--- Stated problem ---
Don't copy the pictures; return every other part of the records exactly.

(Records from a dataset)
= = = =

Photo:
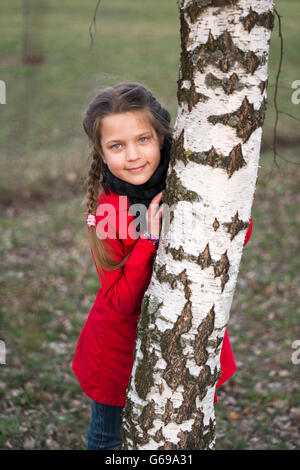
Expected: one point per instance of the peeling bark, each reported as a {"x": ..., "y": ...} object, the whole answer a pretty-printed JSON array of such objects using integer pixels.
[{"x": 210, "y": 185}]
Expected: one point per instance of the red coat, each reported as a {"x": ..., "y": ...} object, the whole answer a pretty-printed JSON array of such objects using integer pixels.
[{"x": 103, "y": 357}]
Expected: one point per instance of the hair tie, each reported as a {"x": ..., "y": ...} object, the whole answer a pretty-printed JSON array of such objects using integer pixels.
[{"x": 91, "y": 220}]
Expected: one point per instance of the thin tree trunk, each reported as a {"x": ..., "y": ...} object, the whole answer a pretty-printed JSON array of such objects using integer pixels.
[{"x": 210, "y": 188}]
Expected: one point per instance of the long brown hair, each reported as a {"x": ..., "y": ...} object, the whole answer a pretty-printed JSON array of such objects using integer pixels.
[{"x": 119, "y": 98}]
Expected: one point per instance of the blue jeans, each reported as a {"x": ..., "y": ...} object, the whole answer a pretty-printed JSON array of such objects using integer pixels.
[{"x": 105, "y": 427}]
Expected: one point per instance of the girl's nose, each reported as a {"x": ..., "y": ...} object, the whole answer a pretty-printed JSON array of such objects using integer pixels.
[{"x": 132, "y": 153}]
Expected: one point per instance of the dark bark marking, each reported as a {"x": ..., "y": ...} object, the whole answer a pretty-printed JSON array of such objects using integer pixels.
[
  {"x": 205, "y": 329},
  {"x": 245, "y": 119},
  {"x": 265, "y": 19},
  {"x": 235, "y": 226}
]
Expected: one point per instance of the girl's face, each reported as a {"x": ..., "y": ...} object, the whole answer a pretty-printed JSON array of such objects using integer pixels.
[{"x": 129, "y": 142}]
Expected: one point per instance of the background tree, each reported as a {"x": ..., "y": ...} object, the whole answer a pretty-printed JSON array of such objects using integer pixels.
[{"x": 210, "y": 187}]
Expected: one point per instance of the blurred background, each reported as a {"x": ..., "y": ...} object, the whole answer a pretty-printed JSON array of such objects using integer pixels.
[{"x": 48, "y": 280}]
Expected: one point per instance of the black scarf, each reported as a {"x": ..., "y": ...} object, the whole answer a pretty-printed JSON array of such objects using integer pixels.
[{"x": 141, "y": 193}]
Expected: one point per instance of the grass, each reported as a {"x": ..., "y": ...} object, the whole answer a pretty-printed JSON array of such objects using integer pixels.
[{"x": 49, "y": 282}]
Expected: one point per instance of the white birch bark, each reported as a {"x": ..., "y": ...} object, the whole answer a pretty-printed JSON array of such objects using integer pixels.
[{"x": 210, "y": 188}]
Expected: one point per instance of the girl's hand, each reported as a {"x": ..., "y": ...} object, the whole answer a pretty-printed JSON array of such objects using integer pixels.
[{"x": 154, "y": 218}]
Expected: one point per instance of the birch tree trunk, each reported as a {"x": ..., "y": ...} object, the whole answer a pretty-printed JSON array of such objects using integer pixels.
[{"x": 210, "y": 187}]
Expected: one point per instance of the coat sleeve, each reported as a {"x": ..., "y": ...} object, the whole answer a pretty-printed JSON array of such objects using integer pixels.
[
  {"x": 228, "y": 365},
  {"x": 125, "y": 287}
]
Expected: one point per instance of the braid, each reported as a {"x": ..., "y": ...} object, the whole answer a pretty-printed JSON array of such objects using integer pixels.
[{"x": 93, "y": 182}]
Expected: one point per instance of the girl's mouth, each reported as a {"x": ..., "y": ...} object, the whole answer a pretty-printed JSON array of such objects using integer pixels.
[{"x": 138, "y": 168}]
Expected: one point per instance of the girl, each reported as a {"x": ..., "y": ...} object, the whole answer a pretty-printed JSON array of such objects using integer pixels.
[{"x": 131, "y": 137}]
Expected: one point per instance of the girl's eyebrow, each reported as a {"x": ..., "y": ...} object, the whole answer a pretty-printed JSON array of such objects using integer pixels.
[{"x": 119, "y": 140}]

= = = =

--- Solution to this exercise ---
Photo:
Expected: one point per instance of the peeling bark, each reported as a {"x": ..., "y": ...} object, the whole answer a pretty-printed JSON array of such objects using integer pixels.
[{"x": 210, "y": 185}]
Expected: one point per instance of the red coat, each reported as a {"x": ..., "y": ...} object, the whole answer a pretty-printed JSON array of such objects using integer pixels.
[{"x": 103, "y": 357}]
Expected: one point per instance of the hair tie, each reported as a {"x": ..., "y": ...} object, the whole answer a pretty-printed JSON array of such objects using integer pixels.
[{"x": 91, "y": 220}]
Expected: one point per instance of the thin tree trunk, each reported as a {"x": ..., "y": ...} object, the whole answer a pretty-printed JSON array of such objects using integer pixels.
[{"x": 210, "y": 188}]
Expected: one point per instance of the long brown hair, each reported as a {"x": ..., "y": ...} object, the whole answer a pretty-printed JSON array of such objects using integer pixels.
[{"x": 119, "y": 98}]
Expected: one point per instance of the blue jeans, each reported as a {"x": ..., "y": ...} object, the whole answer a pretty-printed JSON array of such objects using integer pixels.
[{"x": 105, "y": 427}]
Expected: one point per instance of the girl's nose, each reported as a {"x": ..., "y": ...} object, the whole answer a pretty-printed JSON array of such objects using integer pixels.
[{"x": 132, "y": 153}]
Expected: one point per instance of the dark bark marking, each reported as a {"x": ..., "y": ...} object, the whole answer a pretty-printed JSON array of such objects using integer pixels.
[
  {"x": 205, "y": 329},
  {"x": 245, "y": 119},
  {"x": 265, "y": 19},
  {"x": 235, "y": 226}
]
Expected: one point per instance of the girl's face, each reported as a {"x": ..., "y": ...} object, the whole answer a pretty-printed JSON array of such objects using integer pixels.
[{"x": 129, "y": 142}]
Expected: one point per instance of the background tree, each reported as a {"x": ..., "y": ...} object, the whole answer a pretty-printed JSON array of such objects using integer pixels.
[{"x": 210, "y": 187}]
Expected: one point per instance of the blurred background, each reported as a {"x": ..., "y": ...} object, the whole answer a pretty-printed JSON array of such objects using integer pixels.
[{"x": 48, "y": 280}]
Expected: one point per instance of the black scarf, each reported as a {"x": ..., "y": ...} object, the whole answer a pretty-printed JSON array of such objects using integer pixels.
[{"x": 141, "y": 193}]
Expected: one point per instance of the grass, each reported as a {"x": ..., "y": ...} object, the whole answer a pretty-printed JSON array of such objects using integer pixels.
[{"x": 49, "y": 282}]
Expected: one point per instance of the white birch bark, each reported as a {"x": ..., "y": ...} object, the whole answer a pretty-printed JSON array of such objects using integer pixels.
[{"x": 210, "y": 188}]
Expected: one point per instance of the girl's hand, each reported as a {"x": ..., "y": ...} object, the whole answer a pretty-printed JSON array of such objects using integer pixels.
[{"x": 154, "y": 218}]
Expected: one point per instance of the birch tree trunk, each reported as a {"x": ..., "y": ...} object, the whole answer a pretty-printed JSON array of such objects using integer pixels.
[{"x": 210, "y": 187}]
Expected: one point per instance of the coat sleeve, each reported as a {"x": ..., "y": ...} object, the whole answer a pretty-printed JSON array of such objects using integer pixels.
[
  {"x": 228, "y": 365},
  {"x": 125, "y": 287}
]
Expected: one point per instance of the braid, each reported as a {"x": ..., "y": ...} object, the whole answer a pretty-printed JSON array of such objects using integer pixels.
[{"x": 93, "y": 182}]
Expected: one point per instance of the girl's mouth, each reported as a {"x": ..., "y": ...} object, the whole answer a pretty-printed JSON array of such objects using integer pixels.
[{"x": 138, "y": 168}]
Expected: one point per instance of the girl, each reported as a {"x": ..., "y": ...} object, the whole answer a pretty-printed JSON array of such objects using integer pixels.
[{"x": 131, "y": 137}]
Expected: one point per instance of the girl's eyebrow, each reported as a {"x": ..., "y": ...} object, the whole answer a pretty-printed JSON array of such objects using integer pixels.
[{"x": 119, "y": 140}]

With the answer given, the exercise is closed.